(Problem to work on) Find each line in the items below that contains the word "blue" and copy those lines.

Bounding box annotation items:
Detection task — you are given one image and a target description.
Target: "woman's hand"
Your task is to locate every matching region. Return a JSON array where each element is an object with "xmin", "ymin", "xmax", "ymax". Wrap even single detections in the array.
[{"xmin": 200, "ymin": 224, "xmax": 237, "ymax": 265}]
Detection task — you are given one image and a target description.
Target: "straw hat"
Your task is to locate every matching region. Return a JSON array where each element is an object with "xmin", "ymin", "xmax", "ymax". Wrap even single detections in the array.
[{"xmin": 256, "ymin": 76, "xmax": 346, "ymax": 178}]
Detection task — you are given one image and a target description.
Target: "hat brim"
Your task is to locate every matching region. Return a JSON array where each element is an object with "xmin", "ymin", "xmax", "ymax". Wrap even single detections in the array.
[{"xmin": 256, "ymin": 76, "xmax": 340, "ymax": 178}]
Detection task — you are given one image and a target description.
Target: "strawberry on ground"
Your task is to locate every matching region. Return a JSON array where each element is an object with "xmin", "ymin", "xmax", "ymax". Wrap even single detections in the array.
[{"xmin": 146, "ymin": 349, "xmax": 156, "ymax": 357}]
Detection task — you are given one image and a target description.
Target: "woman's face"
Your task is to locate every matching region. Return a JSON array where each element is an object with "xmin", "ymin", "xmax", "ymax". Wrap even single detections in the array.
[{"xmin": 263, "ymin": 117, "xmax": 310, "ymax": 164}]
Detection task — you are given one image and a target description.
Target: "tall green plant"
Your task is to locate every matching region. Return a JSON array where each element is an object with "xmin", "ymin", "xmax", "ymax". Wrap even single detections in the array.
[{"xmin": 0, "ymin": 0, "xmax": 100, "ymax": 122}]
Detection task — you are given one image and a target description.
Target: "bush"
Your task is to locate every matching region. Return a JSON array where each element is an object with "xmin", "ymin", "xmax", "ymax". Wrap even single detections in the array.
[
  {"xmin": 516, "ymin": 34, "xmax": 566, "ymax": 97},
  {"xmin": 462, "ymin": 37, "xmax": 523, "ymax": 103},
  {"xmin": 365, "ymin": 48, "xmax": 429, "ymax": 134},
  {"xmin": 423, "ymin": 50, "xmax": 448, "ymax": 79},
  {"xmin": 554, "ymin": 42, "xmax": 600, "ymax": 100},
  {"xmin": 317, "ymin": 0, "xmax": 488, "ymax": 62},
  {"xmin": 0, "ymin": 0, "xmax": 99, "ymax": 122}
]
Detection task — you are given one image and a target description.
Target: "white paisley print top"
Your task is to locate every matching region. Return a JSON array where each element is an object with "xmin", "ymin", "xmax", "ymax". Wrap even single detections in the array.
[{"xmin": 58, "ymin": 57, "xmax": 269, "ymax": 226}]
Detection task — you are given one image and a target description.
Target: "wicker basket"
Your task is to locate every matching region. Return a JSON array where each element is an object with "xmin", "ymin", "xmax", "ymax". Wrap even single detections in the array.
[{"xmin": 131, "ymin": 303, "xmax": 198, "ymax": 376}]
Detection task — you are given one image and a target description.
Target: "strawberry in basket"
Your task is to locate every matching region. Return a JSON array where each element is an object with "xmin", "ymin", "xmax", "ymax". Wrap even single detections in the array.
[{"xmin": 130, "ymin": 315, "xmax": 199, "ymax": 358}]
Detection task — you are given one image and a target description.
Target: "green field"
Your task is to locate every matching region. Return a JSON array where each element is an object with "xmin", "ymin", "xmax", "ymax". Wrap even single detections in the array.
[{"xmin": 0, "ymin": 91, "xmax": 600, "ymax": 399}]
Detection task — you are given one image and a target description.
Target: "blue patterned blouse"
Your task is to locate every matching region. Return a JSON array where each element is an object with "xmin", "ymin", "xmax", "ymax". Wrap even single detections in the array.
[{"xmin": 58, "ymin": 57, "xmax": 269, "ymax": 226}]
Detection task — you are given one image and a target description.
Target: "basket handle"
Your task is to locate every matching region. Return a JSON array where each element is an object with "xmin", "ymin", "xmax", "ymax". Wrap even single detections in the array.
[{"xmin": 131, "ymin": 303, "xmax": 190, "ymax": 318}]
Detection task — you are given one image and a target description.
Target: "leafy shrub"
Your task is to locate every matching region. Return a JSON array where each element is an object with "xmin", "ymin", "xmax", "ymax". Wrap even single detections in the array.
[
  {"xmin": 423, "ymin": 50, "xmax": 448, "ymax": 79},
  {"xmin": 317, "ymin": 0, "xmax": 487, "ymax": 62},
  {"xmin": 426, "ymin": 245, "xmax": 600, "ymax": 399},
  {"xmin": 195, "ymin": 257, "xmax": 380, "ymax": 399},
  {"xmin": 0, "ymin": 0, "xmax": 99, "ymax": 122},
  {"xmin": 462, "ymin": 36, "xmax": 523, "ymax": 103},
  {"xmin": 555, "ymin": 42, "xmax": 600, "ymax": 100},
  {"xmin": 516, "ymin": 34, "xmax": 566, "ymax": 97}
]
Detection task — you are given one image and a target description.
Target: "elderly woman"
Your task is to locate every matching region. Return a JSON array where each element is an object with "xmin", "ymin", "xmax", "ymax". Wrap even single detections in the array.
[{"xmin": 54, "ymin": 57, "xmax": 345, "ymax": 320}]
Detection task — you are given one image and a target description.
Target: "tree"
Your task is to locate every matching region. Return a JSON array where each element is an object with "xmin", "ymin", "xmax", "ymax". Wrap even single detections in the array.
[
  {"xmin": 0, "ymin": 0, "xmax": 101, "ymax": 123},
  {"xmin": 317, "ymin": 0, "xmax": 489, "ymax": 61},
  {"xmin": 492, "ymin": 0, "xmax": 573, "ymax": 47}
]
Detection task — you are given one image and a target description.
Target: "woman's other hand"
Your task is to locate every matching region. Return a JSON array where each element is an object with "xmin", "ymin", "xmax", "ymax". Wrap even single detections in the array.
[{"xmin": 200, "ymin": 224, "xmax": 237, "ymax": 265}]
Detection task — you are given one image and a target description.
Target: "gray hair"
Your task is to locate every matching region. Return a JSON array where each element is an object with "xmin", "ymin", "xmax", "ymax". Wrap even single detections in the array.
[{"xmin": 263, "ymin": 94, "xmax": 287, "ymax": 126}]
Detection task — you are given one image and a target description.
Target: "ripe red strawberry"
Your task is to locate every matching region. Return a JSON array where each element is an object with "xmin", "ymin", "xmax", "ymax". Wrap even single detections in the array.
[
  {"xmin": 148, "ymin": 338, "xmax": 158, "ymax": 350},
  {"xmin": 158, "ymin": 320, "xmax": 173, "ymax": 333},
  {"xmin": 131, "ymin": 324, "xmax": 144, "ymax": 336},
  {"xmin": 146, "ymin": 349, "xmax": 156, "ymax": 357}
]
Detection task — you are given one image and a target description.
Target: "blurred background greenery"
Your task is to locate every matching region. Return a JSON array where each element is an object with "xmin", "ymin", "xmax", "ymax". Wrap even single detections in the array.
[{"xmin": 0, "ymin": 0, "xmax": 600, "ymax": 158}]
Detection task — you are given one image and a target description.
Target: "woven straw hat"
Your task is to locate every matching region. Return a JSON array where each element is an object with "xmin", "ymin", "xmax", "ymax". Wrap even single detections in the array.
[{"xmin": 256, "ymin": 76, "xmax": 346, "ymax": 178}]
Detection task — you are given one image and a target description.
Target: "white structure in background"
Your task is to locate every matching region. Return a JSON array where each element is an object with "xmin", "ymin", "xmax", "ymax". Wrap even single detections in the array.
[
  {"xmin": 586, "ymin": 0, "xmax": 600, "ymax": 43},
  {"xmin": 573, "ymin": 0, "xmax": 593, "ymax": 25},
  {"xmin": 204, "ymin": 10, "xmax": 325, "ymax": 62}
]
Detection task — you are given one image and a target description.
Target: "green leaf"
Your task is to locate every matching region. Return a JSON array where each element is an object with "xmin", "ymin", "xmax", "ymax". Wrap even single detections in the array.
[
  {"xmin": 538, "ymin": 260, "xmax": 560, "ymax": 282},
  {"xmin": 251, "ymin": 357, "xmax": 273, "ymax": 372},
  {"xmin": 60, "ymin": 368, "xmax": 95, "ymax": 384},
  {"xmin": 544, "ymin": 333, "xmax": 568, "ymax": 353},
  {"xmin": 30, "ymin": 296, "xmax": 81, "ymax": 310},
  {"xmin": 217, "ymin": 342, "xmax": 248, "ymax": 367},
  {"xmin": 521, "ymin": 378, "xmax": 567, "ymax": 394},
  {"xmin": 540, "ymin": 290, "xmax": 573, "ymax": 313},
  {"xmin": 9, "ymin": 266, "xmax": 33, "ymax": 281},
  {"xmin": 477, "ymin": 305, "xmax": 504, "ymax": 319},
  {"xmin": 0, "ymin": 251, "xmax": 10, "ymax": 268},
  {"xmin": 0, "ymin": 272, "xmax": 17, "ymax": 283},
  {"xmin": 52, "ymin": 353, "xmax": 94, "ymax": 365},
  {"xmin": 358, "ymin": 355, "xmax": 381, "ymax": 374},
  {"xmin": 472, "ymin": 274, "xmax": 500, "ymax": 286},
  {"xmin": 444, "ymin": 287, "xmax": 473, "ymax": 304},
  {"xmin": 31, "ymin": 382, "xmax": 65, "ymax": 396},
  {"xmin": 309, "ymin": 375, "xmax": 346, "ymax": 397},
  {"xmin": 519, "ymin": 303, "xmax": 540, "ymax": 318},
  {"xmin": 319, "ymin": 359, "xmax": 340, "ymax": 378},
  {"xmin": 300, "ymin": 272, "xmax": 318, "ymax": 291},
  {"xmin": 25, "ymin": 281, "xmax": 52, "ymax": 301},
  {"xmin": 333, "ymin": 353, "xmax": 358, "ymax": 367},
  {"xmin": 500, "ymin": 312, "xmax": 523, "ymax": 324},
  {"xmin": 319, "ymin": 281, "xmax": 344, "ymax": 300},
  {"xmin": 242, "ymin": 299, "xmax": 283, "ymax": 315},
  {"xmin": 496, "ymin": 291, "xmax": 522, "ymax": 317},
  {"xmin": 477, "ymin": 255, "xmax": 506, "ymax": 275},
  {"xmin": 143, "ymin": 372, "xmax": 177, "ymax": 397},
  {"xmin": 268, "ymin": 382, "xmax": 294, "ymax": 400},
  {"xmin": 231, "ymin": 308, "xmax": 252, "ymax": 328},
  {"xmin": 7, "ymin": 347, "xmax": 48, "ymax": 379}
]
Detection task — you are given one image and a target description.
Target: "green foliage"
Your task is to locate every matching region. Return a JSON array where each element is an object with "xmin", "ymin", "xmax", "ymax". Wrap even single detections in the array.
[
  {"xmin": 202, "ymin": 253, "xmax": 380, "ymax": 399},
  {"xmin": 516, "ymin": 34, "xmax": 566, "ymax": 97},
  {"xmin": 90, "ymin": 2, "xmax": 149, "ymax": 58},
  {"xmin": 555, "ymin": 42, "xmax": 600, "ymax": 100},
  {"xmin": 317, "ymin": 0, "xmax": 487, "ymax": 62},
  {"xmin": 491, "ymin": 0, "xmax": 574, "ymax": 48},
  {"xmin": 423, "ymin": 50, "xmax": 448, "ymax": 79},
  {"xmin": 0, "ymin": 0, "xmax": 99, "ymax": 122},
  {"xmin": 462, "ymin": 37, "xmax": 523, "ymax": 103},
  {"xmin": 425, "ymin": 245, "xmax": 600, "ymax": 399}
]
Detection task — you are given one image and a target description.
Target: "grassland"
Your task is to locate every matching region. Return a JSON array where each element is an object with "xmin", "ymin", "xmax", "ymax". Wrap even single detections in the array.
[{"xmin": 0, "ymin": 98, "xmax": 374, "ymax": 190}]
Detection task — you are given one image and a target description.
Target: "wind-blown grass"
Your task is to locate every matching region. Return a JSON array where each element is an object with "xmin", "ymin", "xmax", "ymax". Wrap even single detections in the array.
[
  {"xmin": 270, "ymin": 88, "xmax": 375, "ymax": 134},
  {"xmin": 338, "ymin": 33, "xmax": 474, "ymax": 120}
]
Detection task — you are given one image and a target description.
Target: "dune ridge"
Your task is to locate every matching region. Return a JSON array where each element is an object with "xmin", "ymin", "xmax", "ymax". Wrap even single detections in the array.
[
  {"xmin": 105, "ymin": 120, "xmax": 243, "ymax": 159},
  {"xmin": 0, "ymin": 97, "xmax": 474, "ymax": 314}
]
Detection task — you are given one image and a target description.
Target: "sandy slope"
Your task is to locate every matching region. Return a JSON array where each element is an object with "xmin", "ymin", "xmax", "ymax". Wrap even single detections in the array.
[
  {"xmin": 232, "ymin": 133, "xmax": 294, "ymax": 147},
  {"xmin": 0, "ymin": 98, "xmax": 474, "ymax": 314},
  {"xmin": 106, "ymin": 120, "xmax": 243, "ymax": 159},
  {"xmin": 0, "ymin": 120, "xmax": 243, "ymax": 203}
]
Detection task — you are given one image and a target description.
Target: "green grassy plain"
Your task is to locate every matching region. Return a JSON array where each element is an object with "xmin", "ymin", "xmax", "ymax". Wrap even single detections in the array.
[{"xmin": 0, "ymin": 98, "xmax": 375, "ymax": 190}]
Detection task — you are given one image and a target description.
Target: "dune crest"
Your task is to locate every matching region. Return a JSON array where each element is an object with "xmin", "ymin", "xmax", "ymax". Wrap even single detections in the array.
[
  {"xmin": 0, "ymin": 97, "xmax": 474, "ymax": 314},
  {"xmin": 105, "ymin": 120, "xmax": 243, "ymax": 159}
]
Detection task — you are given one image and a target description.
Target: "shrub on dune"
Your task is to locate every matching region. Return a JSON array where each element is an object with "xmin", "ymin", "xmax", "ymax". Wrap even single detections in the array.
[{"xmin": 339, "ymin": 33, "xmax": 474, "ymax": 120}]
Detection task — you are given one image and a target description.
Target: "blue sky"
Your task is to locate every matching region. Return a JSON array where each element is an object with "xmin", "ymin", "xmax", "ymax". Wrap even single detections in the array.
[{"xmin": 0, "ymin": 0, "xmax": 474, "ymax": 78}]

(Result for this exercise)
Target: "blue patterned blouse"
Target: "blue sky"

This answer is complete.